# Stored rows start

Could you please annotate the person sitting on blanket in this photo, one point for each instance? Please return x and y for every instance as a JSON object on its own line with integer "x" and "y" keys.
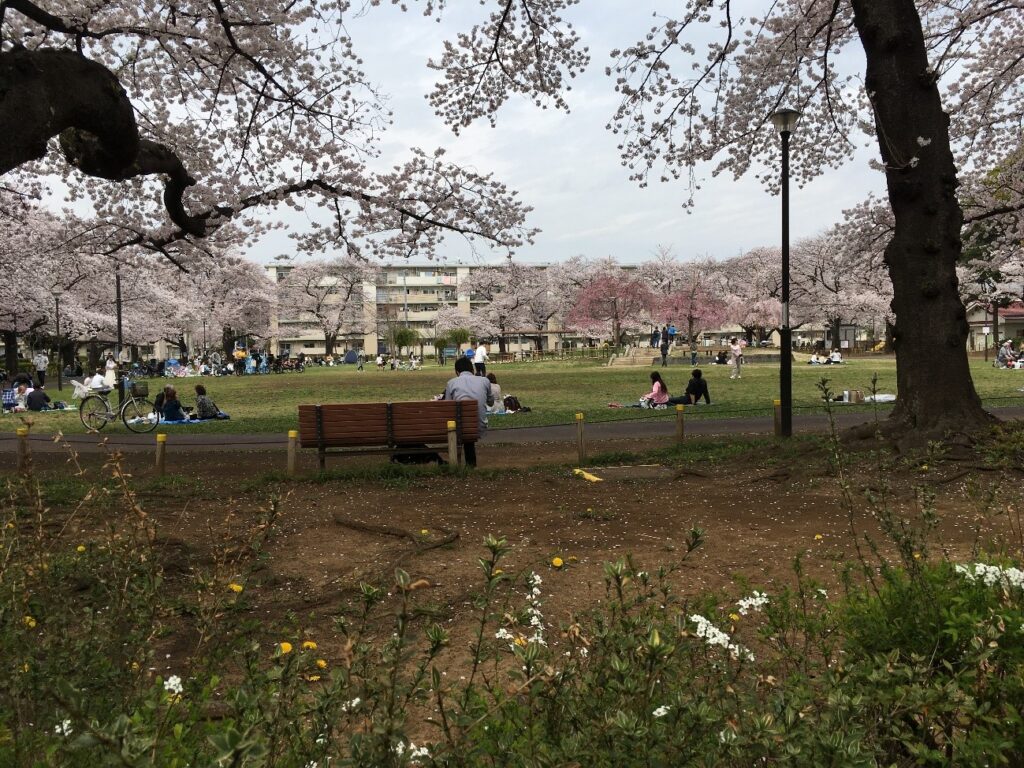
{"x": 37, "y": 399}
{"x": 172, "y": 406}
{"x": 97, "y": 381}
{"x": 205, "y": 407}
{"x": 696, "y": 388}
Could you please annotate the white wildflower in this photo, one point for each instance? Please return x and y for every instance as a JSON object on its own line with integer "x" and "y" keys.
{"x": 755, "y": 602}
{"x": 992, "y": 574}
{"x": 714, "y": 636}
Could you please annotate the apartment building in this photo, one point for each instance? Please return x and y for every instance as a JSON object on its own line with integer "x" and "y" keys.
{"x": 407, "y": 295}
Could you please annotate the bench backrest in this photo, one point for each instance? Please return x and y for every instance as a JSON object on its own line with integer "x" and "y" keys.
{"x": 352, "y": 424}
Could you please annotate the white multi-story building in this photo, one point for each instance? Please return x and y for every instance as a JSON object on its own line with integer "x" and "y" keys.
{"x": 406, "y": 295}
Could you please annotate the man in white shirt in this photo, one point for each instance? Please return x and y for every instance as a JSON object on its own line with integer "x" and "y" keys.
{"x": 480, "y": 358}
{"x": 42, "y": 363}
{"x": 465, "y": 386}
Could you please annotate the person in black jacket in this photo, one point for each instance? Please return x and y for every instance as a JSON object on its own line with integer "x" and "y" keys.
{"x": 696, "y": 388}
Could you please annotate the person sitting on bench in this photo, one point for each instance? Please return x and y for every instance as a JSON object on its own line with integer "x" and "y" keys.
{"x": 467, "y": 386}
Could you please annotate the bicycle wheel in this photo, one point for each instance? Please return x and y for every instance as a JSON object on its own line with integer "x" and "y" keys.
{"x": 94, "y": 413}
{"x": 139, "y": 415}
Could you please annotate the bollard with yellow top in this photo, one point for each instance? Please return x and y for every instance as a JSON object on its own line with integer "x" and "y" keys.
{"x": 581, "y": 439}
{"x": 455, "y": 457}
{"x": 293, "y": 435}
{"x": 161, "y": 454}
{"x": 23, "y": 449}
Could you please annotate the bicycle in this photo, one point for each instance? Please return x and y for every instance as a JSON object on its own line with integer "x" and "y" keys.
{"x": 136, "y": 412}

# Stored rows end
# Stored rows start

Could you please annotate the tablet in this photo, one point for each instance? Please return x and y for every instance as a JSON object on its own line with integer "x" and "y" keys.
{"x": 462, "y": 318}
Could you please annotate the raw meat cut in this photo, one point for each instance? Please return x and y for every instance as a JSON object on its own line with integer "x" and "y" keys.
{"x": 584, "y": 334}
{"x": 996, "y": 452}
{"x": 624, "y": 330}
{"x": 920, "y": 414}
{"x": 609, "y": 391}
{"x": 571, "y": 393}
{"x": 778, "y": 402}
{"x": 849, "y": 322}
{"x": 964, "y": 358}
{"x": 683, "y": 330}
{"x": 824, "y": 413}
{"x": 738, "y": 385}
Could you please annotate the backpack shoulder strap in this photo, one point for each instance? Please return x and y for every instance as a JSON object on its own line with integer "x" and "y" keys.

# Stored rows end
# Stored rows start

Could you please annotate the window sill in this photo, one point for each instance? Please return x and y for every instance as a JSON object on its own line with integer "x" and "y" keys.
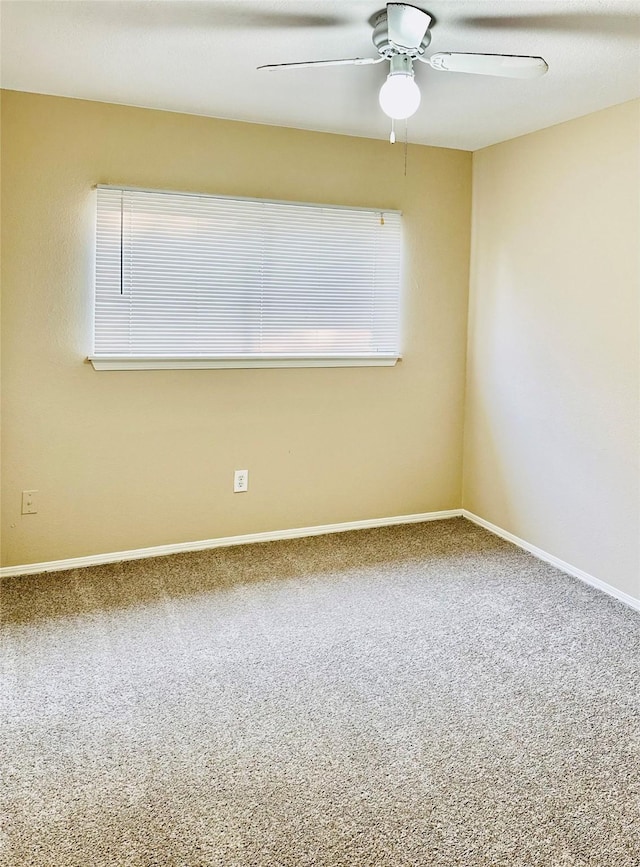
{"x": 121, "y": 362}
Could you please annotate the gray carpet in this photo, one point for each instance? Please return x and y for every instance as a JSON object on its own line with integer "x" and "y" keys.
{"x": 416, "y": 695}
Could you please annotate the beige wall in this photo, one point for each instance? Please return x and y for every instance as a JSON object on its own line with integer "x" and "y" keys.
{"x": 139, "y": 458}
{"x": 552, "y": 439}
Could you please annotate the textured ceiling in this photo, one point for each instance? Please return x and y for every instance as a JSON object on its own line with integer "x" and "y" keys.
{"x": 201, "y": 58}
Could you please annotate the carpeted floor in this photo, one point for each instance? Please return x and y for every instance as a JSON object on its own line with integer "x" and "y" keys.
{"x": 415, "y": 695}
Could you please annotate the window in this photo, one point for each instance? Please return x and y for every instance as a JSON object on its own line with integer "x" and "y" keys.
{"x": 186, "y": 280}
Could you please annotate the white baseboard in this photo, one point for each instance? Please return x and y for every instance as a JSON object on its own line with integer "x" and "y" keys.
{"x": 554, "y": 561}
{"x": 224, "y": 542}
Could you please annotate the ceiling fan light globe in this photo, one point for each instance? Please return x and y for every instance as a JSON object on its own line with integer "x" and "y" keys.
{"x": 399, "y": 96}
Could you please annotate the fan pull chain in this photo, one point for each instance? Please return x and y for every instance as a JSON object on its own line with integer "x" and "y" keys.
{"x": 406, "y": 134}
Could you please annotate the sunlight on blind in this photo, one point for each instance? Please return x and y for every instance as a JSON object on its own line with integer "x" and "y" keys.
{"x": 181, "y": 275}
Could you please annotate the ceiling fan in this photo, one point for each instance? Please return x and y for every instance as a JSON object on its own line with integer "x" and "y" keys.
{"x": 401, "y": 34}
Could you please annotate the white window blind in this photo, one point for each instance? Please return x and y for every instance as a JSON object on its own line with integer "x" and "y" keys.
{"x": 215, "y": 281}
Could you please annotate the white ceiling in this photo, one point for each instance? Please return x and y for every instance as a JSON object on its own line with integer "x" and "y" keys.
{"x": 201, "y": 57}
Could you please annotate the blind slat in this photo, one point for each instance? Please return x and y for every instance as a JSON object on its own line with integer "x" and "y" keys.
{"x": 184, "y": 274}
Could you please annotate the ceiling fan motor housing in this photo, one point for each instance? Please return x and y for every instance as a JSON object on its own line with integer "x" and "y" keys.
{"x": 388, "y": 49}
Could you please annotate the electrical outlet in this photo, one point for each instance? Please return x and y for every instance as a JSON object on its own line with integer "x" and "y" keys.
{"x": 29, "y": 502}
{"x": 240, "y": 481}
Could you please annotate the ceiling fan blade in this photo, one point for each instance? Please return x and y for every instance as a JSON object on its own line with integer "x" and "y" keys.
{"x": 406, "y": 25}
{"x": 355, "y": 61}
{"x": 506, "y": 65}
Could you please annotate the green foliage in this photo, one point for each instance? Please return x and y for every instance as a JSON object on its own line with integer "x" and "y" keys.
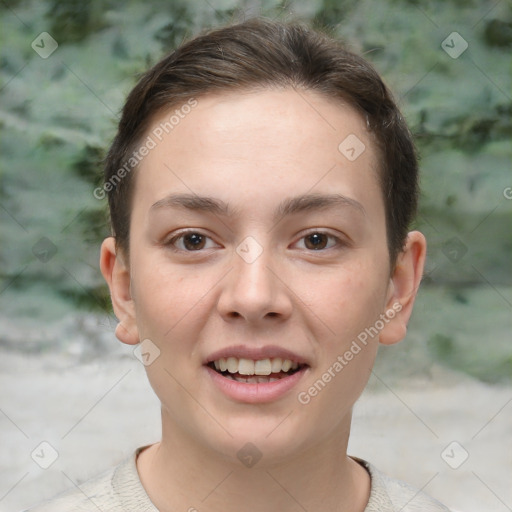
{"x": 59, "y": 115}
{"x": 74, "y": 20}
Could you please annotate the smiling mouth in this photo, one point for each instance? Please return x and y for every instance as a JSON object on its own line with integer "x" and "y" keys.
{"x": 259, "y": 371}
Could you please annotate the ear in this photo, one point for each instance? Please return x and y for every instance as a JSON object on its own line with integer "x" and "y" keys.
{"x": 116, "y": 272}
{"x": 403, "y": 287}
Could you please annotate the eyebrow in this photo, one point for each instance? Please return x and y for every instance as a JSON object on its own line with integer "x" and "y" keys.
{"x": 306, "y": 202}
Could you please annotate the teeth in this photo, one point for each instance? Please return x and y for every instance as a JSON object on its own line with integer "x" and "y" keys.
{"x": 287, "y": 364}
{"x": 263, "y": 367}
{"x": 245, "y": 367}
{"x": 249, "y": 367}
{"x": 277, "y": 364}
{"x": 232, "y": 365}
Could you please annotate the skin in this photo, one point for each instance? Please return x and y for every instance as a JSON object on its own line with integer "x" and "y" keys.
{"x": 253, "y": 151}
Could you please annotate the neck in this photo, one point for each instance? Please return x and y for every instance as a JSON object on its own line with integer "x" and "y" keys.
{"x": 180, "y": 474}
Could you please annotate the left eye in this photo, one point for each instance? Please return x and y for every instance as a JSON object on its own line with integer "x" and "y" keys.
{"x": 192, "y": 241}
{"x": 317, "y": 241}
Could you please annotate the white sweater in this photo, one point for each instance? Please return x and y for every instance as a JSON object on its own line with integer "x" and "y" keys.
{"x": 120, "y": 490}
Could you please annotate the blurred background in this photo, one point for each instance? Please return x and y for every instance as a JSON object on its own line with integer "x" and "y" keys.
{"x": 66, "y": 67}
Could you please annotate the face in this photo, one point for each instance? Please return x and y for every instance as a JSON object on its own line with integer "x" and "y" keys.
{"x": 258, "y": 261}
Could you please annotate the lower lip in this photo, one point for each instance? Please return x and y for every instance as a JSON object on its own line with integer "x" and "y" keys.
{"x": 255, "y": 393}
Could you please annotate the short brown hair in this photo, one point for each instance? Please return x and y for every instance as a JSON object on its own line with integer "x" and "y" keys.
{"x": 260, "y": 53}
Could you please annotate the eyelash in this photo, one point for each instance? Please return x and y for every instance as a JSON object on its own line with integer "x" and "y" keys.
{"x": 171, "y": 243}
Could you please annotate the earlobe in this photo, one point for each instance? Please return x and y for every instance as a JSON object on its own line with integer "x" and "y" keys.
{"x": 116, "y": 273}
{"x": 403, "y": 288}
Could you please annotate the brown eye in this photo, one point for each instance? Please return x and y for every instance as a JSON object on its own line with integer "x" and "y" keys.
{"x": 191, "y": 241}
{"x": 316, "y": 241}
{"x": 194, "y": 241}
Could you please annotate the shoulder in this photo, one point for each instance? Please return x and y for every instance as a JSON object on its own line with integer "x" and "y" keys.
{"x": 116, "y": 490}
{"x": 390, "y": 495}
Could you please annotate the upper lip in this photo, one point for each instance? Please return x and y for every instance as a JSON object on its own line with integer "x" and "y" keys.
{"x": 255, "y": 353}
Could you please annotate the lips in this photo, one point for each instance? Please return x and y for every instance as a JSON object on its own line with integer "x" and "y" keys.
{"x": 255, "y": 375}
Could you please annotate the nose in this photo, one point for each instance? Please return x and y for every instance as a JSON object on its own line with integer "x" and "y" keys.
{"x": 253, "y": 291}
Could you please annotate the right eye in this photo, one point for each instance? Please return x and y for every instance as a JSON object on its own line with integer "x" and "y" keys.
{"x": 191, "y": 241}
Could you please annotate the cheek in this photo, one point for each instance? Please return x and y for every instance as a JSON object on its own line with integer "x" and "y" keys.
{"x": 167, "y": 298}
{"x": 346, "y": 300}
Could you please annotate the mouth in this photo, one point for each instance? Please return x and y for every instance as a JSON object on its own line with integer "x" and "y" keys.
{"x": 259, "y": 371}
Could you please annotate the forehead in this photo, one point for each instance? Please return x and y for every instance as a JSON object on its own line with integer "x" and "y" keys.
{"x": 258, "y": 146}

# Stored rows end

List every line of the records above that contains the string "bicycle", matching case exactly.

Could you please annotate the bicycle wheel in this photo, one point for each instance? Please return x and y for every instance as a JSON object on its own line with integer "x" and "y" keys.
Could you please annotate the bicycle in this photo, one point for each instance? Please return x and y for every instance as a JSON object on its own line with integer "x" and "y" keys.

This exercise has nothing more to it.